▶ **Selected excerpt**
'''

An isolated nucleic acid encoding an oleosin 5' regulatory region which directs seed-specific expression selected from the groups consisting of the nucleotide sequence set forth in SEQ ID NO: 12, the nucleotide sequence set forth in SEQ ID NO: 12 having an insertion, deletion, or substitution of one or more nucleotides, or a contiguous fragment of the nucleotide sequence set forth in SEQ ID NO:12.
An expression cassette which comprises the oleosin 5' regulatory region of Claim 1 operably linked to at least one of a nucleic acid encoding a heterologous gene or a nucleic acid encoding a sequence complementary to a native plant gene.
The expression cassette of Claim 2 wherein the heterologous gene is at least one of a fatty acid synthesis gene or a lipid metabolism gene.
The expression cassette of Claim 3 wherein the heterologous gene is selected from the group consisting of an acetyl-coA carboxylase gene, a ketoacyl synthase gene, a malonyl transacylase gene, a lipid desaturase gene, an acyl carrier protein (ACP) gene, a thioesterase gene, an acetyl transacylase gene, or an elongase gene.
The expression cassette of Claim 4 wherein the lipid desaturase gene is selected from the group consisting of a Δ6-desaturase gene, a Δ12-desaturase gene, and a Δ15-desaturase gene,
An expression vector which comprises the expression cassette of any one of Claims 2-5.
A cell comprising the expression cassette of any one of Claims 2-5.
A cell comprising the expression vector of Claim 6.
The cell of Claim 7 or 8 wherein said cell is a bacterial cell or a plant cell.

'''

▶ **Information provided**

'''

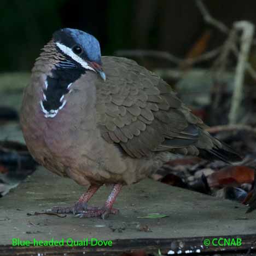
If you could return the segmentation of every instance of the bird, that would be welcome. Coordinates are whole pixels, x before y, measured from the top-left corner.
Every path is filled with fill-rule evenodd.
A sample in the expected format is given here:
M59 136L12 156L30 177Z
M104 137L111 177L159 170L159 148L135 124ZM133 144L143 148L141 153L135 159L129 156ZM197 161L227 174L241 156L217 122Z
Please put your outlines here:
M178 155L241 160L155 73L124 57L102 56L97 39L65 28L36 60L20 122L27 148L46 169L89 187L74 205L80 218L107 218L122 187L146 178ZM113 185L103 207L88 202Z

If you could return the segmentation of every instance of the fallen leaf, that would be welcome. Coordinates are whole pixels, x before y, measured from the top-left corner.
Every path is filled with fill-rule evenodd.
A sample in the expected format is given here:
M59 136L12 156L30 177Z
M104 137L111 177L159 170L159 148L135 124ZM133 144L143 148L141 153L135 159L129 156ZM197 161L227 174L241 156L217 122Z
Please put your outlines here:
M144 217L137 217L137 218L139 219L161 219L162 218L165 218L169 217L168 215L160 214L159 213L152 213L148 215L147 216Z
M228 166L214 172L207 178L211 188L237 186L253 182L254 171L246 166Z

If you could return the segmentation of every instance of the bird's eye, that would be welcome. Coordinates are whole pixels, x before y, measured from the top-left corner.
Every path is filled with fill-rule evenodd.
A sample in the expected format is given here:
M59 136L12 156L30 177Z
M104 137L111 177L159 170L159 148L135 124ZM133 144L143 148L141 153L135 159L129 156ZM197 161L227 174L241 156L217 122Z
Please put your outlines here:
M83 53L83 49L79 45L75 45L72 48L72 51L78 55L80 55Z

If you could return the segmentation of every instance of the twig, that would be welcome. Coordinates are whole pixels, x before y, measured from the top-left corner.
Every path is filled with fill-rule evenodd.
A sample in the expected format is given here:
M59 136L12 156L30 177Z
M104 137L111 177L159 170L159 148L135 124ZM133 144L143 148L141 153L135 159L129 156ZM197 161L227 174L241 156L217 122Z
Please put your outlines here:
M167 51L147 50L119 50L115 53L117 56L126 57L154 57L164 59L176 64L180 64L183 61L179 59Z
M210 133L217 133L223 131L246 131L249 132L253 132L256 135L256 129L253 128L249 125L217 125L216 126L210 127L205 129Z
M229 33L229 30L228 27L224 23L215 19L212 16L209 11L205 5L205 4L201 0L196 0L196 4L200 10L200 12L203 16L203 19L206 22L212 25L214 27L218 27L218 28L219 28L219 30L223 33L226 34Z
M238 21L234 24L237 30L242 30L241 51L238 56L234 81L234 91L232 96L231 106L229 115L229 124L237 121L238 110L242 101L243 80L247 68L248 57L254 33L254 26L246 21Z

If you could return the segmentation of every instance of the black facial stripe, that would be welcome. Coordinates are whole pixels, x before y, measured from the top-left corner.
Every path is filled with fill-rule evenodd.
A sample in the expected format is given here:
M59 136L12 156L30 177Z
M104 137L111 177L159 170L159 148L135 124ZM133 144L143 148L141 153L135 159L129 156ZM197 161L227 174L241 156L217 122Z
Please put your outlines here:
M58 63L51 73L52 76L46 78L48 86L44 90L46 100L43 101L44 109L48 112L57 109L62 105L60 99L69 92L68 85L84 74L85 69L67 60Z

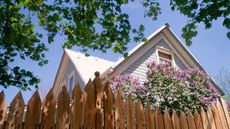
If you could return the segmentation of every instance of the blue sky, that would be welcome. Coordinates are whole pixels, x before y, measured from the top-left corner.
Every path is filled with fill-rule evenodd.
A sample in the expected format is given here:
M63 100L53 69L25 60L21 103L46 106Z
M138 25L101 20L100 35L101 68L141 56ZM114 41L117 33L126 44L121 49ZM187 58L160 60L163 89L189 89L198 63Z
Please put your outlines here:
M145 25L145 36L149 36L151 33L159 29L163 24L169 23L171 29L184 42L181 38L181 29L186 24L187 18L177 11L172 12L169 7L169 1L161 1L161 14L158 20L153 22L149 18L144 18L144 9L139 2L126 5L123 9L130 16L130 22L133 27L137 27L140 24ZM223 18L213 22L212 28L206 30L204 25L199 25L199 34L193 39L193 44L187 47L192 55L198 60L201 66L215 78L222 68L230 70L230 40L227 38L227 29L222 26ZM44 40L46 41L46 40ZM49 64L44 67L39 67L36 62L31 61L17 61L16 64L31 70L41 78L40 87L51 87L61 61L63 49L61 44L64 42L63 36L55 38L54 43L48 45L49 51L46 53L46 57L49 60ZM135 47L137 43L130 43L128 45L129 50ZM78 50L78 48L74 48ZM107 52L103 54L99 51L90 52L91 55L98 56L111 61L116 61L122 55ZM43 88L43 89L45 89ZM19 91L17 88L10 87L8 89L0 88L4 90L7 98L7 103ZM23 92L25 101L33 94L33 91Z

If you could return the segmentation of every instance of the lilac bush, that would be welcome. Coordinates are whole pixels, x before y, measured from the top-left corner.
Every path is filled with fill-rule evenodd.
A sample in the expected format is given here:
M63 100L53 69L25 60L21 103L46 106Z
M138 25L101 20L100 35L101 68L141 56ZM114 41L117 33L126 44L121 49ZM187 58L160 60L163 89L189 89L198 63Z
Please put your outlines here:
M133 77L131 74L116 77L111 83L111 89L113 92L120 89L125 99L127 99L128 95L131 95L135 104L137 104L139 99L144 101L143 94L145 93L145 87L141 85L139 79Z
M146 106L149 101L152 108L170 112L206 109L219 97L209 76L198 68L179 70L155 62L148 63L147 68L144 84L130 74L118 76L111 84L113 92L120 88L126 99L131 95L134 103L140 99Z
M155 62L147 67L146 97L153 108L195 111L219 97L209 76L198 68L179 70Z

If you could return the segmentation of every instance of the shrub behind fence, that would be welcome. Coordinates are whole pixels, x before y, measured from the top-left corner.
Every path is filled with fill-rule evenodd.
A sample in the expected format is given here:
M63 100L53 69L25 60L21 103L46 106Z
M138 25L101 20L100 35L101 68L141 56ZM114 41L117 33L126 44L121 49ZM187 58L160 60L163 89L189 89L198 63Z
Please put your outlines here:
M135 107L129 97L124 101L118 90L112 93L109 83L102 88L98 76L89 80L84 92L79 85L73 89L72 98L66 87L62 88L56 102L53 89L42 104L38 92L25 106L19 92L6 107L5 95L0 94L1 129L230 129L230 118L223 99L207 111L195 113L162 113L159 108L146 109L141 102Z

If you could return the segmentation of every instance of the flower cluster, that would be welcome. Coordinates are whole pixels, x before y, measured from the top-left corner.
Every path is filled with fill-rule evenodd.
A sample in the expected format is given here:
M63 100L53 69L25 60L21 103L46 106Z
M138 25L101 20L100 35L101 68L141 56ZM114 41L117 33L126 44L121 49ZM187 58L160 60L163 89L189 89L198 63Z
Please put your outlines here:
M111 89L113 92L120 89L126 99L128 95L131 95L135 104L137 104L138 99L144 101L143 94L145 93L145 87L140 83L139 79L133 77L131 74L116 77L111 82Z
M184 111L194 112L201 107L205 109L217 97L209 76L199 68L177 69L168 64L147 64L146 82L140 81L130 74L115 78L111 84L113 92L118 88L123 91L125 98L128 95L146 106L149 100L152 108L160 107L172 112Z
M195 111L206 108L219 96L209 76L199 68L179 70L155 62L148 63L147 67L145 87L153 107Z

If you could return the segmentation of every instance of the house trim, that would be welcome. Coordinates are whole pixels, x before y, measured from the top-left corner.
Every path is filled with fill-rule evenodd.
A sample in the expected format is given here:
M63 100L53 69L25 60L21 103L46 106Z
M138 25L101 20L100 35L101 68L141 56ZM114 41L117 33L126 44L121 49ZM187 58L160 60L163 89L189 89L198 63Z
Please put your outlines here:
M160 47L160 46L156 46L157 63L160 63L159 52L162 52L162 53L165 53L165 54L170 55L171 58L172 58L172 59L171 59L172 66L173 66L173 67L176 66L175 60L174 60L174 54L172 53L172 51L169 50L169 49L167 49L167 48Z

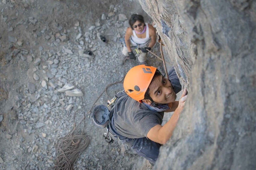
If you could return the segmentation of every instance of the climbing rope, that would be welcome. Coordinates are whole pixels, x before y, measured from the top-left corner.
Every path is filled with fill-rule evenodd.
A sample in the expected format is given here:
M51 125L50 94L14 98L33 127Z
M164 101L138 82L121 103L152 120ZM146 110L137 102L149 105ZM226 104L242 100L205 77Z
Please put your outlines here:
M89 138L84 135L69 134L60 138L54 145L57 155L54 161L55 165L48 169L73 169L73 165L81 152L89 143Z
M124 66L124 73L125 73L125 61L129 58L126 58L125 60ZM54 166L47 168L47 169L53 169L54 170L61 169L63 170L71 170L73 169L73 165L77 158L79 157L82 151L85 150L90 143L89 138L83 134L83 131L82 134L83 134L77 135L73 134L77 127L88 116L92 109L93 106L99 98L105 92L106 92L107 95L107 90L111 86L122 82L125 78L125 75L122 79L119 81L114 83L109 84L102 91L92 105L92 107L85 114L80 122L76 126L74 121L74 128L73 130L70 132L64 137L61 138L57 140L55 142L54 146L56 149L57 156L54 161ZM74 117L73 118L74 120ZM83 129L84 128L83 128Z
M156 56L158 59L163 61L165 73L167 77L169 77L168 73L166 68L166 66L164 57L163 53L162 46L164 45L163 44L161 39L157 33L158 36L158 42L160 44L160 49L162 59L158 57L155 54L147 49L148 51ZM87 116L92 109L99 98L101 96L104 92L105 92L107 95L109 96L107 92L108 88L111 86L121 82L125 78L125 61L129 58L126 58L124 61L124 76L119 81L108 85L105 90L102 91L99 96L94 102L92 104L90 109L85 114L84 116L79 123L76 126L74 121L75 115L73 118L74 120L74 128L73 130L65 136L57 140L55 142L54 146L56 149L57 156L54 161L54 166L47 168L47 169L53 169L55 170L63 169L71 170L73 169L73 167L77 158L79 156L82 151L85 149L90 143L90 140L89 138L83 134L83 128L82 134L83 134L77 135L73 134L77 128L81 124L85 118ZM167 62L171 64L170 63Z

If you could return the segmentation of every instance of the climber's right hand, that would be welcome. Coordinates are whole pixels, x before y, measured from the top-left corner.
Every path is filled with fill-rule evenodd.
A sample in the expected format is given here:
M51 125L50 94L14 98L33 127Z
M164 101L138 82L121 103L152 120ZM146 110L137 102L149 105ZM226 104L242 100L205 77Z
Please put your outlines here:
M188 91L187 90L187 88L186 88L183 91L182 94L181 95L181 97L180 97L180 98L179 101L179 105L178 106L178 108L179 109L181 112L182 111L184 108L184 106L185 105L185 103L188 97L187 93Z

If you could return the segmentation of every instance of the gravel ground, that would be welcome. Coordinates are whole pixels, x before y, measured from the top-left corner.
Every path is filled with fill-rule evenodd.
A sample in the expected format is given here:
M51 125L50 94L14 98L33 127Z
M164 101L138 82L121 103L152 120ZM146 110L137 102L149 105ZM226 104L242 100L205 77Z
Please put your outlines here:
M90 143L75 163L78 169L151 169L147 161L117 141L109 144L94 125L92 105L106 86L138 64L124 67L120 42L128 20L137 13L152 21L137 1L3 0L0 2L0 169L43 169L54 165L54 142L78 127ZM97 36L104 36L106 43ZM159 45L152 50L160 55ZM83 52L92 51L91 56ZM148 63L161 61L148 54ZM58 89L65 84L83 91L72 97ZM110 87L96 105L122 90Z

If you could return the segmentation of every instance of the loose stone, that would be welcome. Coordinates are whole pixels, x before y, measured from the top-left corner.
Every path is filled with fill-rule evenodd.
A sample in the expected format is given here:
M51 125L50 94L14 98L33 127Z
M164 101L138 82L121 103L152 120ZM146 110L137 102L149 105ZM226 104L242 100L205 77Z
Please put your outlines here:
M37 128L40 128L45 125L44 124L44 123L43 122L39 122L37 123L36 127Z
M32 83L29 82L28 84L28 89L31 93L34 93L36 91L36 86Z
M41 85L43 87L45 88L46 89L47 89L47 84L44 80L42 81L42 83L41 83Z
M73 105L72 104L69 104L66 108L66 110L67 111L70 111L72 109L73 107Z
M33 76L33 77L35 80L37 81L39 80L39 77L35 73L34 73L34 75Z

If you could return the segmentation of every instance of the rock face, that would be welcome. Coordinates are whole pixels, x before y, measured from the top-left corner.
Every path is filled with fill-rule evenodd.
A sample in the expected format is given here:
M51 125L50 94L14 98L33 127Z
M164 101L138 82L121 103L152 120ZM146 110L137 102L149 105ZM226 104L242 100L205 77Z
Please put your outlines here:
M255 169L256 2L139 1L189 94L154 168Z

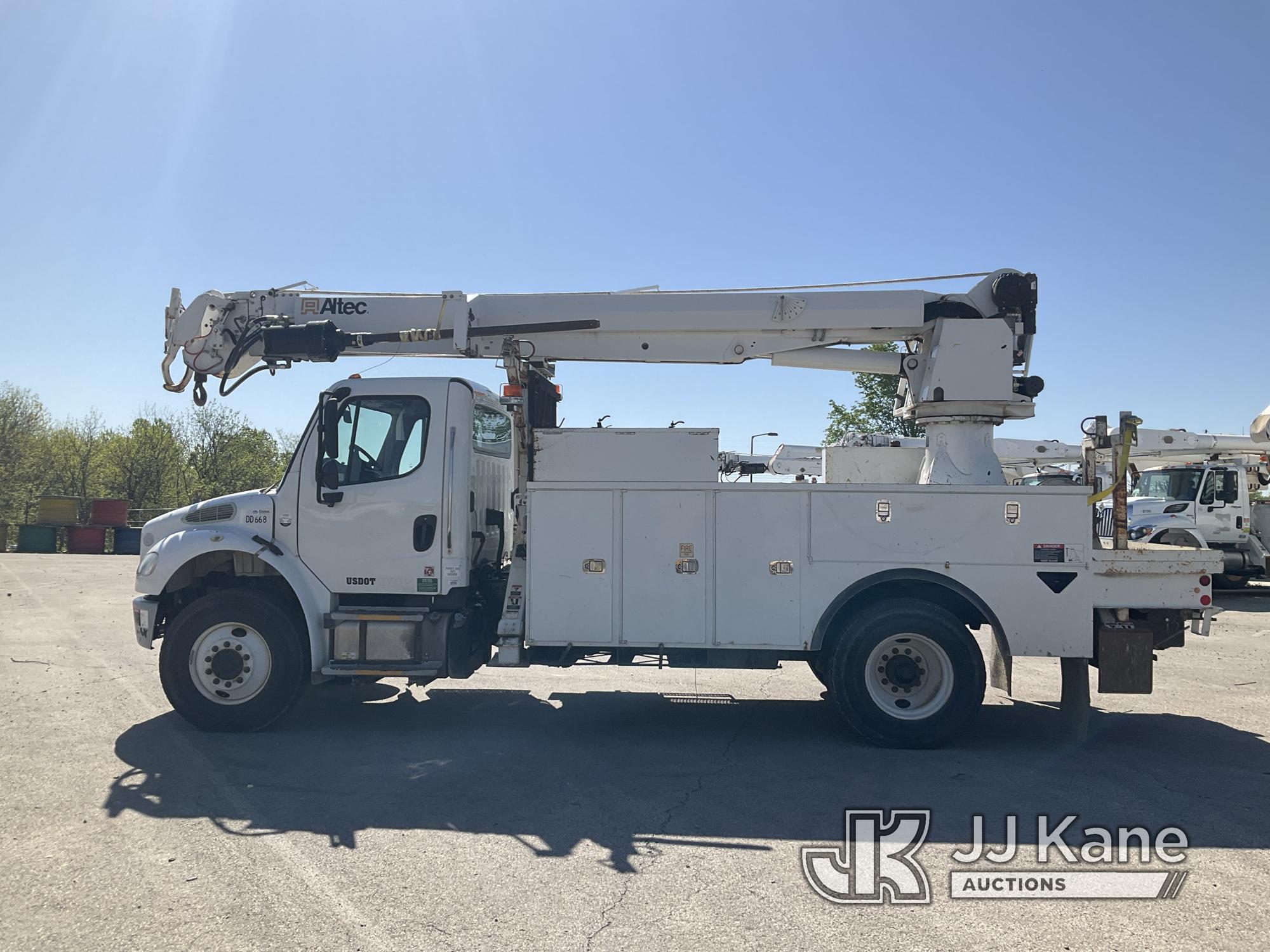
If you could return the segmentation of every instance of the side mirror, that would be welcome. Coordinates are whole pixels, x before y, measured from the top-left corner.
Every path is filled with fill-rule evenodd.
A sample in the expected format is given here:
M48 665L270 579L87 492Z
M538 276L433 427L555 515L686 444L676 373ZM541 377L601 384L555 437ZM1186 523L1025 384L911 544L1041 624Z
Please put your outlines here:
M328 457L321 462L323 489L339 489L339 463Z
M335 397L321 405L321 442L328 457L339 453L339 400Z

'''

▶ **Things to do**
#1 Which three desaturase genes do the oleosin claims name?
#2 Put this sentence from the oleosin claims into Spanish: "The cell of Claim 7 or 8 wherein said cell is a bacterial cell or a plant cell."
You can set the rows aside; none of the work depends on them.

▶ **Results for each task**
#1 A Δ6-desaturase gene, a Δ12-desaturase gene, and a Δ15-desaturase gene.

#2 La célula de la reivindicación 7 u 8, en la que dicha célula es una célula bacteriana o una célula vegetal.